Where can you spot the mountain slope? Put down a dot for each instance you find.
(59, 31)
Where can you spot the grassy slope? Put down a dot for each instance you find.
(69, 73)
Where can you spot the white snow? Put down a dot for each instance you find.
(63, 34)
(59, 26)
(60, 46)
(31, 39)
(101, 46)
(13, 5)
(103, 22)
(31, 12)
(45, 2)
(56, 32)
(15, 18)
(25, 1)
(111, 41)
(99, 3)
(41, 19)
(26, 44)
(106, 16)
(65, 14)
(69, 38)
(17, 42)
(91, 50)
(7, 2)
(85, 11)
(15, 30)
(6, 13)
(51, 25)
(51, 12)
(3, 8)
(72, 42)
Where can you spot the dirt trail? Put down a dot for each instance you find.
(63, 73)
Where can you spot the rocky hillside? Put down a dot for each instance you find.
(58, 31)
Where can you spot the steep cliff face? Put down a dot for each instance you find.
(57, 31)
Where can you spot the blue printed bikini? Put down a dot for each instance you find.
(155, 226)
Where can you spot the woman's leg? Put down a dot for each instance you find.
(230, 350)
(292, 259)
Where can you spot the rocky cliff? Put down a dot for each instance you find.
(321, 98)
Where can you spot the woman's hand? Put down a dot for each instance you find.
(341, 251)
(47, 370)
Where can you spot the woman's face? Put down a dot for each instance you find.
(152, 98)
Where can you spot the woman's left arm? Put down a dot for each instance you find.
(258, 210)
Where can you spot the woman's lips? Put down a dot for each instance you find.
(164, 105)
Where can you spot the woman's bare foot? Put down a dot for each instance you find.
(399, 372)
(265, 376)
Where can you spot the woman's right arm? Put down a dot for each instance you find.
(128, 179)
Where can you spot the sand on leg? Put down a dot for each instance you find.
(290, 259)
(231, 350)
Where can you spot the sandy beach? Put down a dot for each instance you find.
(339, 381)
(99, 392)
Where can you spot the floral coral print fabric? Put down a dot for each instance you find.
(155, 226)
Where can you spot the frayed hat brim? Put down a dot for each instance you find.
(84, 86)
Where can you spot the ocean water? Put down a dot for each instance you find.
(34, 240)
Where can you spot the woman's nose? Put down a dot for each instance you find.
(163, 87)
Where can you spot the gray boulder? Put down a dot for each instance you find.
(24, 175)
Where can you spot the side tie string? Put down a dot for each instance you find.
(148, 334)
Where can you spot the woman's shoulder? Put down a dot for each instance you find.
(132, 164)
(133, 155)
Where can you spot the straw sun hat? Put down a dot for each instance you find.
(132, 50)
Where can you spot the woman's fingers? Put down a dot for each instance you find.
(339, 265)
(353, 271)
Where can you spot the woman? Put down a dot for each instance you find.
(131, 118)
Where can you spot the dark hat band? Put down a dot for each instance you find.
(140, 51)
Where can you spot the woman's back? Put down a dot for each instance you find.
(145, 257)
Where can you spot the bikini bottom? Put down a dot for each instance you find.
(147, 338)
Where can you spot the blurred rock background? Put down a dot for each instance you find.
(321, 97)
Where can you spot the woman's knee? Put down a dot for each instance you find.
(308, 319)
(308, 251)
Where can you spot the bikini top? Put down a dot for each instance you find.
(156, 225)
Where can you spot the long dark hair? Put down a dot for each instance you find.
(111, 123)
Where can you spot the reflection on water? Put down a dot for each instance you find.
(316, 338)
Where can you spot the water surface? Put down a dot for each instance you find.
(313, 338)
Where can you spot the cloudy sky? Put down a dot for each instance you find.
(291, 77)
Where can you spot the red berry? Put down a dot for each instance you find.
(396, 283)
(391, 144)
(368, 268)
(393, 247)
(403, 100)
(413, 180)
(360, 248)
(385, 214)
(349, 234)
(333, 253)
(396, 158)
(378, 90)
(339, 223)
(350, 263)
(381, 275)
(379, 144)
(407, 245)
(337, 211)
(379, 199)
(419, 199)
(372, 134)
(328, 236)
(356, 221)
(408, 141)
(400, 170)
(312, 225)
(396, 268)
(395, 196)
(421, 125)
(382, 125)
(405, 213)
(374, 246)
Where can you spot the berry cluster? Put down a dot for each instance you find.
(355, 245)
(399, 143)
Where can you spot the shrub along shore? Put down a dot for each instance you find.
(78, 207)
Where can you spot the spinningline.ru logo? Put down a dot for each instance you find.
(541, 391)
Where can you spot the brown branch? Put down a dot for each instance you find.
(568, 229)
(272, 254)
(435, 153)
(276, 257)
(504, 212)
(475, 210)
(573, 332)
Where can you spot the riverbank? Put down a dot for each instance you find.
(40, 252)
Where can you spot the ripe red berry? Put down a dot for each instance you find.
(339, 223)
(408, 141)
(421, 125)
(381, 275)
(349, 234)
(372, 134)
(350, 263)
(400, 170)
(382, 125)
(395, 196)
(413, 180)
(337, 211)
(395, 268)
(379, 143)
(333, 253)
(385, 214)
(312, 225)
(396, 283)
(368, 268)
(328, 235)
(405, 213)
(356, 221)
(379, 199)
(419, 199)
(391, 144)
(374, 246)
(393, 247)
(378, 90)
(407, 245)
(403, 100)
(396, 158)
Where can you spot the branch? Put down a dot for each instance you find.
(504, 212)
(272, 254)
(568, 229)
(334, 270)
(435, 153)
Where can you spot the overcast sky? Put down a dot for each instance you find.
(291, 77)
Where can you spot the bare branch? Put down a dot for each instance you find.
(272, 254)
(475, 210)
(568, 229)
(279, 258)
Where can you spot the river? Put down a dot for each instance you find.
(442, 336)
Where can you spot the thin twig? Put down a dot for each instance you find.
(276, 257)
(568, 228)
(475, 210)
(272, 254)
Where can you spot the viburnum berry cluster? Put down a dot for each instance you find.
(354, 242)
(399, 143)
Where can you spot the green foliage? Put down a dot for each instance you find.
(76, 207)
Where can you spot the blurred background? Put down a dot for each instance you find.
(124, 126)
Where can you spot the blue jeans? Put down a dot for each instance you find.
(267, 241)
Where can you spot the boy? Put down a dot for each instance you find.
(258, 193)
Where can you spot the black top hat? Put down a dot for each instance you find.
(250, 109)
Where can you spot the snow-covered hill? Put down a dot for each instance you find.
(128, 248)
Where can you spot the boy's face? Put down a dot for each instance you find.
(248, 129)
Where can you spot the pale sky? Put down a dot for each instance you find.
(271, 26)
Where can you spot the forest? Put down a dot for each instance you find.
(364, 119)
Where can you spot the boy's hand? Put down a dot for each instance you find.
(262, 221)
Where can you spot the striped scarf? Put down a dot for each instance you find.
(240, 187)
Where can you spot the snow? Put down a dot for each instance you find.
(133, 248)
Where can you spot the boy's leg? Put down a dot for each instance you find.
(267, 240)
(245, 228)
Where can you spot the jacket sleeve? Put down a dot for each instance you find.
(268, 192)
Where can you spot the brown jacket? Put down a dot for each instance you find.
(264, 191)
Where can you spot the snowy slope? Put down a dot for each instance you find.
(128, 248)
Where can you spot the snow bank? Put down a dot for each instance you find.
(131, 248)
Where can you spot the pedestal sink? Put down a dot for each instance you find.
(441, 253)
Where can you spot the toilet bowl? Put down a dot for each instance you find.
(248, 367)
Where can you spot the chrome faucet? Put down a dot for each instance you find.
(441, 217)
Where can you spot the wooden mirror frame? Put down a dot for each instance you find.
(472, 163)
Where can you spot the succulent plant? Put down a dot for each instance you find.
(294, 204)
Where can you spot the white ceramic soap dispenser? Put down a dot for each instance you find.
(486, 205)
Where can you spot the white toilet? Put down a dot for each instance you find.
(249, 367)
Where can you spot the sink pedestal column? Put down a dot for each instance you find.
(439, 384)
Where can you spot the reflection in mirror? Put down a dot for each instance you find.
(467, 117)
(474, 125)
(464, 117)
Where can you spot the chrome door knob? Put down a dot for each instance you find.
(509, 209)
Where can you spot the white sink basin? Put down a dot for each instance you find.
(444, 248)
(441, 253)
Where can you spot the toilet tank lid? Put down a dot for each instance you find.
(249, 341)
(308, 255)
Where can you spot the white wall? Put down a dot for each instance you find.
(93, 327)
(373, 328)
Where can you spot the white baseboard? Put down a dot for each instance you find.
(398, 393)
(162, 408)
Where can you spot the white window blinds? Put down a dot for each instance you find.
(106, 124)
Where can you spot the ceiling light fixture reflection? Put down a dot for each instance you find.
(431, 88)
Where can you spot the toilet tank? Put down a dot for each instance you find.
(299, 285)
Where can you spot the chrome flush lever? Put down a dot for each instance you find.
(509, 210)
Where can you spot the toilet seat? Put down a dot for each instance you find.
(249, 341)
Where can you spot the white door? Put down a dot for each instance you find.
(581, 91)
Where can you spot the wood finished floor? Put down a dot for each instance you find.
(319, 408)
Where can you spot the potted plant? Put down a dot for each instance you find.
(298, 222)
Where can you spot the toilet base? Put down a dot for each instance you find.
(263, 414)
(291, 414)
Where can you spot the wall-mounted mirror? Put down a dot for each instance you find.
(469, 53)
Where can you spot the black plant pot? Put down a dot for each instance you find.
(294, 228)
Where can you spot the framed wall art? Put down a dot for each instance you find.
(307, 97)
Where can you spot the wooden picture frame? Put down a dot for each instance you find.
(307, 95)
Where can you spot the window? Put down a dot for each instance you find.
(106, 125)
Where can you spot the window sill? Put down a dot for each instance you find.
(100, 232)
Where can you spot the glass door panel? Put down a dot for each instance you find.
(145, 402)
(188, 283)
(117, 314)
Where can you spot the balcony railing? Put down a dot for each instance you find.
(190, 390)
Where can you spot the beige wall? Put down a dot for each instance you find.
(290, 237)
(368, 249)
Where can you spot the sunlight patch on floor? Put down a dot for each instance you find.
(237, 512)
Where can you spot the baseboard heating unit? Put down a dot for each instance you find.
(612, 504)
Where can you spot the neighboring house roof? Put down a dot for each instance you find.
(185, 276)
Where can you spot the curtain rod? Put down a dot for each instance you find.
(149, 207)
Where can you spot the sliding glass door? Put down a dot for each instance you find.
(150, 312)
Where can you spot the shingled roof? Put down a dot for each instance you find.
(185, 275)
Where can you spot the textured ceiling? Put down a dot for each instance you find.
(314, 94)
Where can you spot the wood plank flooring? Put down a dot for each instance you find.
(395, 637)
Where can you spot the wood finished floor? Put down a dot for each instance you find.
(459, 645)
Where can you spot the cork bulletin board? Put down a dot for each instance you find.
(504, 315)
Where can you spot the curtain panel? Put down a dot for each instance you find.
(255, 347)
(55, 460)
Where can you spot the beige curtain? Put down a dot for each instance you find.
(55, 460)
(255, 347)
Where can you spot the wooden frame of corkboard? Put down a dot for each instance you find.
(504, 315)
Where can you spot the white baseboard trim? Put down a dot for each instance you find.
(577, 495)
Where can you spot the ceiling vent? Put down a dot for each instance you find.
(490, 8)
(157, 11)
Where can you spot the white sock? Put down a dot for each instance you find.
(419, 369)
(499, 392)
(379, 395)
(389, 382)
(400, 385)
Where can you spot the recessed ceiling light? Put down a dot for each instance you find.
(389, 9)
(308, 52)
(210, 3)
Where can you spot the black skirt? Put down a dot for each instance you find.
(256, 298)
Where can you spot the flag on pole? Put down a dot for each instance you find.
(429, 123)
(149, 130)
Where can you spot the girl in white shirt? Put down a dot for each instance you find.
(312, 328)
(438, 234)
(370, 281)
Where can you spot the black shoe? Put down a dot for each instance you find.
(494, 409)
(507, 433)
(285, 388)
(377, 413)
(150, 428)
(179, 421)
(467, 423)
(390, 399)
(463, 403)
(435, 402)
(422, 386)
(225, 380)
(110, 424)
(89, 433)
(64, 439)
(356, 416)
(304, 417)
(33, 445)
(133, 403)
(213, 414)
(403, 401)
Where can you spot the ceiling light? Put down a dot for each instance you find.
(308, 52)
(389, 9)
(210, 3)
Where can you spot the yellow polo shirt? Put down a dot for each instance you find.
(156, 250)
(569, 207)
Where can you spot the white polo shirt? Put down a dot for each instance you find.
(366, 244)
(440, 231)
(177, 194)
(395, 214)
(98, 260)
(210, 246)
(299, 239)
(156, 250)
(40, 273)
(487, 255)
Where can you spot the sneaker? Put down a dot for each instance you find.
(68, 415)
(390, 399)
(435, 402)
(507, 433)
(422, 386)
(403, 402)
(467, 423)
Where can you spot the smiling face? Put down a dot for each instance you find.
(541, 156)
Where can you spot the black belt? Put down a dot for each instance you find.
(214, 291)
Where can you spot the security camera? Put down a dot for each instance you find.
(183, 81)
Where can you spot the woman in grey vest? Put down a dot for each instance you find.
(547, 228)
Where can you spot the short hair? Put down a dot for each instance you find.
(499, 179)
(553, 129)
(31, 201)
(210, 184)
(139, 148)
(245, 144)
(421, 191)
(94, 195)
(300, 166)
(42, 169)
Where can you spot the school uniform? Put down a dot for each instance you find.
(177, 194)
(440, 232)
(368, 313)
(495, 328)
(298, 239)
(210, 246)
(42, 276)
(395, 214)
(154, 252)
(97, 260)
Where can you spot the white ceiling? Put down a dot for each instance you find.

● ● ●

● **REQUIRED WORK**
Return the lines beginning at the one that contains "Where can you spot the white sock?" and continuing through the last line of the data, exactly as they stand and without any others.

● **EXERCISE RESULT**
Where can you spot the white sock? Put down a dot for each instance you find.
(419, 369)
(499, 392)
(379, 395)
(389, 382)
(400, 385)
Where can you spot the recessed ceiling light? Put down a dot for each instance you find.
(389, 9)
(308, 52)
(210, 3)
Where can you spot the black skirt? Put down a dot for each instance you find.
(256, 298)
Where can you spot the flag on pole? Put down a dot for each instance you find.
(429, 123)
(149, 130)
Where can you spot the girl in white shirt? Put down a dot for each instance you find.
(312, 328)
(438, 234)
(370, 281)
Where can you spot the black shoe? Put down a dot for each instance you find.
(494, 409)
(507, 433)
(285, 388)
(377, 413)
(150, 428)
(179, 421)
(467, 423)
(390, 399)
(463, 403)
(435, 402)
(422, 386)
(225, 380)
(110, 424)
(89, 433)
(64, 439)
(356, 416)
(304, 417)
(33, 445)
(133, 403)
(213, 414)
(403, 401)
Where can you spot the ceiling light? Put down a dot for each instance you find.
(308, 52)
(389, 9)
(210, 3)
Where can you spot the yellow polo shirt? Put down a dot for each instance you find.
(156, 250)
(569, 207)
Where can you spot the white polo shirt? Put down a dot for each instance you find.
(366, 244)
(440, 231)
(177, 194)
(395, 214)
(98, 260)
(210, 246)
(299, 239)
(156, 250)
(40, 273)
(487, 255)
Where can you spot the sneaker? Put down a dot for each instance you find.
(68, 415)
(390, 399)
(435, 402)
(507, 433)
(422, 386)
(403, 402)
(467, 423)
Where can you spot the smiling face? Put down a dot for each instance you find.
(541, 156)
Where can you spot the black belt? Put down a dot for each instance you find.
(214, 291)
Where can you spot the security camera? Put down a dot for each instance you find.
(183, 81)
Where can you spot the woman in grey vest? Put down a dot for each instance you find.
(547, 228)
Where can you spot the short hair? Put down a dot for each instance you find.
(499, 179)
(553, 129)
(31, 201)
(210, 184)
(139, 148)
(245, 144)
(421, 191)
(94, 195)
(300, 166)
(42, 169)
Where can you spot the school uniform? Put down a dot for each instance you find.
(177, 194)
(440, 232)
(368, 313)
(495, 328)
(298, 239)
(210, 246)
(42, 276)
(395, 214)
(154, 252)
(97, 260)
Where can you spot the white ceiling? Put down a dot for each instance you find.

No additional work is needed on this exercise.